**PROVIDED ENTRIES:**

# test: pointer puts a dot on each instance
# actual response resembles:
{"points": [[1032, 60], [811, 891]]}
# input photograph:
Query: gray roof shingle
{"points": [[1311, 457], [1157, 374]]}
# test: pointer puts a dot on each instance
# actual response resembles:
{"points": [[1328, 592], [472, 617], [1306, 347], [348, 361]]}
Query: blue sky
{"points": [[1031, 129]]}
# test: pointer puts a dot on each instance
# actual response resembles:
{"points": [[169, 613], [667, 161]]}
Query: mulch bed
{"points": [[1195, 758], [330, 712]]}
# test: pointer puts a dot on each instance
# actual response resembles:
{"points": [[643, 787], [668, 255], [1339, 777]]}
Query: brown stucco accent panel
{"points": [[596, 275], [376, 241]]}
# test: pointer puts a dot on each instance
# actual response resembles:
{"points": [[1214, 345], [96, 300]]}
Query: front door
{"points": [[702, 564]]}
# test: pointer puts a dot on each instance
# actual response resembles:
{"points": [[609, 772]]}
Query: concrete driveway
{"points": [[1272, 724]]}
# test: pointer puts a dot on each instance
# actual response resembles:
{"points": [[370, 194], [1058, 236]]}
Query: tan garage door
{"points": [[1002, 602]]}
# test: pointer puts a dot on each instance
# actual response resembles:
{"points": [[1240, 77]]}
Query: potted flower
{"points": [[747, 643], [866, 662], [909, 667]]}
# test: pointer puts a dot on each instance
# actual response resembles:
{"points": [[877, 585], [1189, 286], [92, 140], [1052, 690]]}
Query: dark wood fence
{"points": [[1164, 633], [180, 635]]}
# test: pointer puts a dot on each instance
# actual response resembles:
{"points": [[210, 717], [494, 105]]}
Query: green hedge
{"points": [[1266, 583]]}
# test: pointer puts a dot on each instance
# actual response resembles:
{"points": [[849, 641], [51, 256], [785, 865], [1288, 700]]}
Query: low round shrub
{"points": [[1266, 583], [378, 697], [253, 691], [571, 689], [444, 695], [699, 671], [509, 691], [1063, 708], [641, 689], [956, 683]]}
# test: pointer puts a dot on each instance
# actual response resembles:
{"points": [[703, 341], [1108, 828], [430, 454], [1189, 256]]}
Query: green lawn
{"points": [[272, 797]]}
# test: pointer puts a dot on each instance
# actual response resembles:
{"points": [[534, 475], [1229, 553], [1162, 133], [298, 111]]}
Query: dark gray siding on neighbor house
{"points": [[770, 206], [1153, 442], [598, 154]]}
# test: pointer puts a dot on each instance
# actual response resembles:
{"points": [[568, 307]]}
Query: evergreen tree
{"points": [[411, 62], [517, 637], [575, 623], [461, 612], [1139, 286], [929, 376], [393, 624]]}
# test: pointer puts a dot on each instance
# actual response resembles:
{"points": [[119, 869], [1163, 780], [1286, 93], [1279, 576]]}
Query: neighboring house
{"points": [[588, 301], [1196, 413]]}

**WORK TO COMPLETE:**
Transcribe all lines as written.

**SOLUTION TO THE PROBLEM:**
# test: pointer puts a dot on each instance
# actual response resembles:
{"points": [[1032, 60], [811, 891]]}
# input photograph:
Query: gray roof shingle
{"points": [[1311, 457], [1157, 374]]}
# test: pointer puts a dot on each instance
# actual response resembles:
{"points": [[1328, 592], [472, 617], [1306, 347], [348, 361]]}
Query: blue sky
{"points": [[1031, 129]]}
# test: pointer puts a dot on each instance
# actual response resembles:
{"points": [[169, 613], [667, 161]]}
Query: mulch bed
{"points": [[1195, 758], [330, 712]]}
# test: pointer puts a dot on each instance
# actual response resembles:
{"points": [[643, 787], [668, 255], [1339, 777]]}
Query: brown stucco accent panel
{"points": [[596, 275], [376, 241]]}
# test: pointer puts a dot on each instance
# actual response resembles:
{"points": [[1214, 345], [96, 300]]}
Query: front door
{"points": [[702, 564]]}
# test: pointer puts a dot on each instance
# actual response resembles:
{"points": [[609, 772]]}
Query: concrete driveway
{"points": [[1272, 724]]}
# test: pointer puts a dot on each instance
# actual response resembles:
{"points": [[370, 194], [1058, 236]]}
Query: tan garage door
{"points": [[1002, 602]]}
# test: pointer puts a dot on each instance
# actual response resembles:
{"points": [[1240, 77]]}
Query: potted flower
{"points": [[747, 643], [866, 662], [909, 667]]}
# test: pointer puts a dot on each instance
# actual response resembles:
{"points": [[877, 585], [1189, 286], [92, 140], [1052, 690]]}
Query: dark wood fence
{"points": [[1164, 633], [180, 635]]}
# test: pointer puts a dot on each instance
# actual response resembles:
{"points": [[210, 717], [494, 105]]}
Query: green hedge
{"points": [[1266, 583]]}
# test: pointer puts a dot on each instance
# actual response resembles:
{"points": [[849, 641], [51, 256], [785, 865], [1288, 700]]}
Query: low round shrub
{"points": [[1266, 583], [378, 697], [253, 691], [571, 689], [444, 695], [699, 671], [509, 691], [1063, 708], [641, 689], [956, 683]]}
# test: pointer puts a dot on each instance
# actual response resembles:
{"points": [[703, 341], [1108, 828], [430, 454], [1189, 256]]}
Query: green lawn
{"points": [[272, 797]]}
# test: pointer puts a dot on each instance
# actual response resembles:
{"points": [[534, 475], [1229, 553], [1162, 133], [298, 111]]}
Query: dark gray siding on neighbor house
{"points": [[770, 206], [1153, 442], [598, 154]]}
# test: pointer puts a dot on each instance
# actual response resembles:
{"points": [[568, 307]]}
Query: evergreen tree
{"points": [[411, 62], [517, 637], [575, 623], [461, 612], [1139, 286], [929, 376], [393, 624]]}
# test: pointer puts a dot on each instance
# actual response resembles:
{"points": [[119, 869], [1163, 780], [1286, 93], [1279, 576]]}
Query: neighboring house
{"points": [[588, 301], [1196, 413]]}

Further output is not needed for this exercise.